Documento:
┌────────
Quando resolvi traduzir a série Automa Approach, de autoria do Morten Pedersen e publicada no blog dele no BGG, pensei com meus botões o que ele diria se eu resolvesse lhe entrevistar. Ele foi muito receptivo à proposta e aceitou no ato! Acho interessante que todos interessados nos modos solo de jogos multiplayer não apenas leiam a série, mas também entendam um pouco o que passa pela cabeça de uma das pessoas que trouxe boas inovações neste nicho do nosso hobby. Morten Pedersen foi, como verão pelo texto, responsável pelos automas dos jogos mais recentes da Stonemaier, sendo que o do Viticulture é muitíssimo elogiado. Ainda que em uma das perguntas ele tenha tergiversado a respeito do assunto, o resultado final foi bem interessante.
E agora uma confissão pessoal: nunca joguei o Viticulture! Preciso remediar isso logo, mas ainda não sei como!
1) Quais os seus hábitos em relação aos jogos de tabuleiro? Você prefere jogos solo ao invés de jogos multiplayer?
Sendo um introvertido nato, eu diria que prefiro os jogos solo, mas também adoro os jogos multiplayer! Tenho jogado jogos multiplayer toda minha vida, enquanto eu comecei com os jogos solo somente há alguns anos. Jogos solo são muito mais fáceis de se colocar na mesa do que os multiplayer. Se eu tiver uma hora entre afazeres, posso jogar alguma coisa. Isto jamais ocorreria se eu tivesse que juntar a turma de jogatina de antemão. Além de serem uma forma de acabar com minha fissura de jogar, os jogos solo me dão tempo para recarregar minhas baterias de introversão.
└────────
Dados fornecidos:
┌────────
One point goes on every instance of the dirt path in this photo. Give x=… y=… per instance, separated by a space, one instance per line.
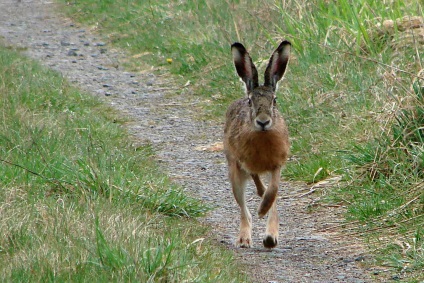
└────────
Instrução: Transcreva, sem nenhuma alteração, o trecho da entrevista com Morten Pedersen que vai de "E agora uma" até "de jogos multiplayer?".

Resultado:
E agora uma confissão pessoal: nunca joguei o Viticulture! Preciso remediar isso logo, mas ainda não sei como!
1) Quais os seus hábitos em relação aos jogos de tabuleiro? Você prefere jogos solo ao invés de jogos multiplayer?